Deadline: 15-Jan-24
The U.S. Embassy, Kingston is pleased to announce the start of the U.S. Ambassadors Fund for Cultural Preservation (AFCP) 2024 Grants Program to strengthen civil society, encourage good governance, and promote political and economic stability around the world.
The projects recommended for funding advance U.S. foreign policy goals and show respect for other cultures. Cultural preservation is effective public diplomacy that resonates deeply with opinion leaders and local communities, even in countries where ties may be otherwise limited.
Funding Areas
- The AFCP Grants Program supports the preservation of archaeological sites, historic buildings and monuments, museum collections, and forms of traditional cultural expression, such as indigenous languages and crafts. Appropriate project activities may include:
- Anastylosis (reassembling a site from its original parts)
- Conservation (addressing damage or deterioration to an object or site)
- Consolidation (connecting or reconnecting elements of an object or site)
- Documentation (recording in analog or digital format the condition and salient features of an object, site, or tradition)
- Inventory (listing of objects, sites, or traditions by location, feature, age, or other unifying characteristic or state)
- Preventive Conservation (addressing conditions that threaten or damage a site, object, collection, or tradition)
- Restoration (replacing missing elements to recreate the original appearance of an object or site, usually appropriate only with fine arts, decorative arts, and historic buildings)
- Stabilization (reducing the physical disturbance of an object or site)
Funding Information
- Award will range from $10,000 to $500,000.
Funding Priorities
- Some of the most successful AFCP projects have been designed as part of a greater Public Diplomacy programming arc promoting specific U.S. policy goals and host-country or community goals. Accordingly, in FY 2024, preference will be given to projects that do one or more of the following:
- Directly support U.S. treaty or bilateral agreement obligations.
- Directly support U.S. policies, strategies and objectives in a country as stated in the National Security Strategy, Integrated Country Strategy, or other U.S. government planning documents.

• [Actions to take]:
1) Rewrite the part of the AFCP grants announcement starting with "Funding Areas" and going on through "site, or tradition)", replacing "object" with "artifact".
2) According to the AFCP grants announcement, what range will awards fall within?
3) Continue the AFCP grants announcement from where it stops.

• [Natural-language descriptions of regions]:

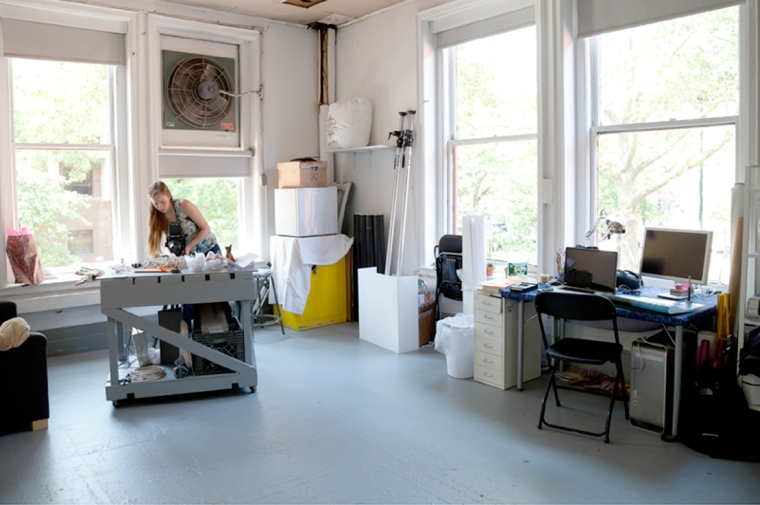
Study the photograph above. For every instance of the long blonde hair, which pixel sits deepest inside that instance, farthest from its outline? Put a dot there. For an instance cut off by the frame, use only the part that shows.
(158, 224)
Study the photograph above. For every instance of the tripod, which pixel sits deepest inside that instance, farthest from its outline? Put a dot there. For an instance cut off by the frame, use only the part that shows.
(403, 161)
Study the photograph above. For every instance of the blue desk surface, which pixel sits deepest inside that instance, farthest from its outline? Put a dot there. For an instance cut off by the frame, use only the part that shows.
(710, 305)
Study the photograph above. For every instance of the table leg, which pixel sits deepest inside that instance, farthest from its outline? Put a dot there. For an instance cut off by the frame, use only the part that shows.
(113, 350)
(677, 371)
(520, 342)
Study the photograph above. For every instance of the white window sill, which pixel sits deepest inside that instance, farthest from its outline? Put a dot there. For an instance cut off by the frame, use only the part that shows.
(56, 293)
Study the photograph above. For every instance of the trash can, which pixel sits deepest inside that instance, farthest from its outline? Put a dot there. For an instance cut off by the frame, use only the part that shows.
(455, 337)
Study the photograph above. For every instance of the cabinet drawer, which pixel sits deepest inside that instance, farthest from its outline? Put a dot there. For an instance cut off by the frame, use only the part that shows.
(489, 331)
(495, 347)
(489, 376)
(489, 360)
(488, 303)
(492, 318)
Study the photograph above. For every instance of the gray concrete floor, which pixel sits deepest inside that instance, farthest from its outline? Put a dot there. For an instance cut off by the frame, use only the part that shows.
(338, 420)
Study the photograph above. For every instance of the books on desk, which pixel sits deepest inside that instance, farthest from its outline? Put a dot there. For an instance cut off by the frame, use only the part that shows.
(655, 304)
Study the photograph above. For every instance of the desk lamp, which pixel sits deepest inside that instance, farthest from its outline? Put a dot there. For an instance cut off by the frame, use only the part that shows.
(612, 227)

• [Solved tasks]:
1)
Funding Areas
- The AFCP Grants Program supports the preservation of archaeological sites, historic buildings and monuments, museum collections, and forms of traditional cultural expression, such as indigenous languages and crafts. Appropriate project activities may include:
- Anastylosis (reassembling a site from its original parts)
- Conservation (addressing damage or deterioration to an artifact or site)
- Consolidation (connecting or reconnecting elements of an artifact or site)
- Documentation (recording in analog or digital format the condition and salient features of an artifact, site, or tradition)

2) Awards will range from $10,000 to $500,000.

3)
- Support disaster risk reduction for cultural heritage in disaster-prone or politically and economically unstable areas or post-disaster cultural heritage recovery.
- Complement other ECA or public diplomacy programs.
Criteria
- AFCP does not support the following activities or costs, and the Center will deem applications requesting AFCP support for any of these activities or costs ineligible:
- Preservation or purchase of privately or commercially owned cultural objects, collections, or real property, including those whose transfer from private or commercial to public ownership is envisioned, planned, or in process but not complete at the time of application.
- Preservation of natural heritage (physical, biological, and geological formations, paleontological collections, habitats of threatened species of animals and plants, fossils, etc.) unless the natural heritage has a cultural heritage connection or dimension.
- Preservation of hominid or human remains.
- Preservation of news media (newspapers, newsreels, radio and TV programs, etc.).
- Preservation of published materials available elsewhere (books, periodicals, etc.).
- Development of curricula or educational materials for classroom use.
- Archaeological excavations or exploratory surveys for research purposes.
- Historical research, except in cases where the research is justifiable and integral to the success of the proposed project.